Dataset extract -
------------------------------

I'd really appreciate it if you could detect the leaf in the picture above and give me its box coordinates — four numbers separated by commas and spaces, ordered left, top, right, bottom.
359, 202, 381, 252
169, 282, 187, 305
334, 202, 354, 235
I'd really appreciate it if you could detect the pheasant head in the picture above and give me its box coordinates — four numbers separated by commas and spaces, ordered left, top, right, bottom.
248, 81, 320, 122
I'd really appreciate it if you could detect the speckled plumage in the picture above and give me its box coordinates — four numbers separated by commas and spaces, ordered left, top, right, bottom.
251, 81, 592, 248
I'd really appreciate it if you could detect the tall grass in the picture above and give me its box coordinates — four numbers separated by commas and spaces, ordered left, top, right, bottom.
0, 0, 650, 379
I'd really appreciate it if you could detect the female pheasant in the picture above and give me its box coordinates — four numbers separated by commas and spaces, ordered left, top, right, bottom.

------------------------------

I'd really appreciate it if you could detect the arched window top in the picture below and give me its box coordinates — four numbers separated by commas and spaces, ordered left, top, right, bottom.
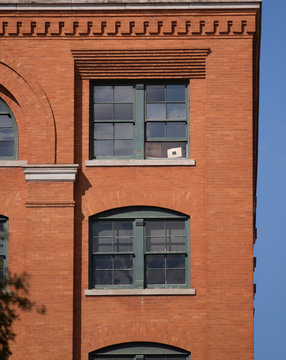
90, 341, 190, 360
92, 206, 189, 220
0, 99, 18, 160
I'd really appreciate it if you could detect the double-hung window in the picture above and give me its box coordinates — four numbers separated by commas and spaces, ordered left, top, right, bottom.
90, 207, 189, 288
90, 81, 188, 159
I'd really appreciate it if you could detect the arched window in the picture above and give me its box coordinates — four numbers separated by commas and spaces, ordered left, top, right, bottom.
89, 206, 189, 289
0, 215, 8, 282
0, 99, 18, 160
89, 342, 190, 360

------------------------------

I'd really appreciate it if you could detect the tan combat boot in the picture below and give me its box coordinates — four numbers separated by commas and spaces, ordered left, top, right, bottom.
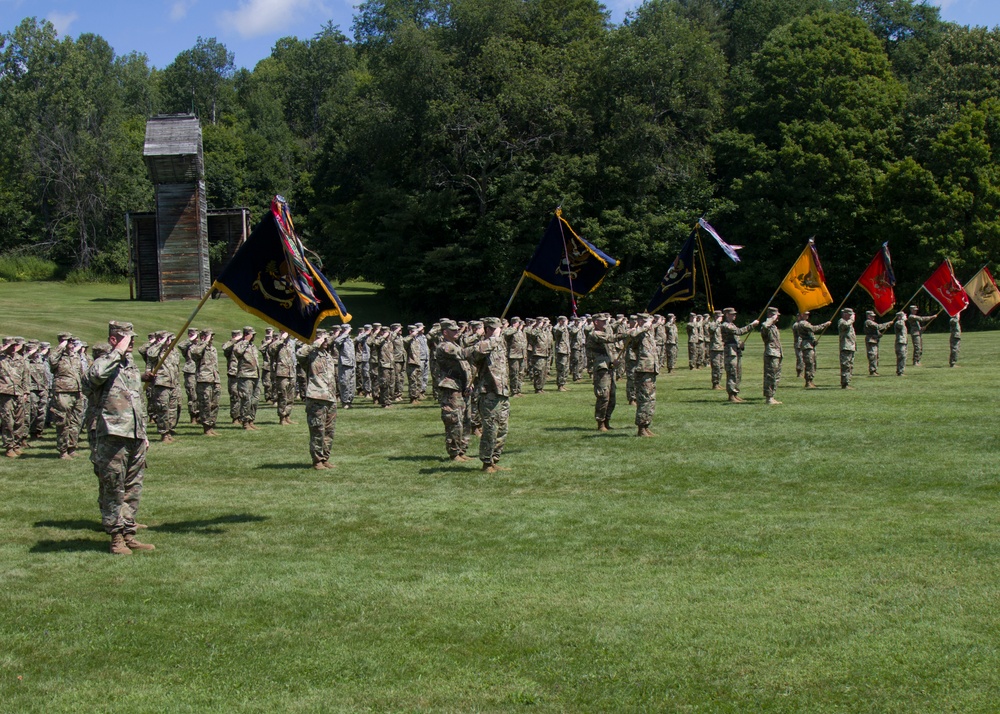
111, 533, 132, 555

------------------------------

Written task -
Turn the part of the material that opens with the line containing "I'd really appreciate it if you could detect the pheasant" and closes with the line containing "I'd really appreciate it if you could detect the female" into a JSON list of strings. Include both of those lines, give one string per line, and leave out blank lines.

Result for this task -
[
  "I'd really appreciate it if you could detect the pheasant head in the picture above and give me its box coordinates — four numbers separated by commas and spaces, ordered left, top, right, bottom.",
  "248, 81, 320, 122",
  "I'd really appreciate it if you could detect the speckled plumage in the picture above and give me its box coordinates — four numbers separated by commas and spaces, ordered left, top, right, bottom.",
  "251, 81, 592, 248",
  "I'd really appreciate it if you could detect the tall grass in the picture above and give me its box coordinates — four numbers separated by commas and spaces, ordered left, top, right, bottom.",
  "0, 0, 650, 379",
  "I'd really appreciate it if you could detect the female pheasant in the picture above and give me its box coordinates — four numbers separated by commas and spaces, ordered left, top, right, bottom."
]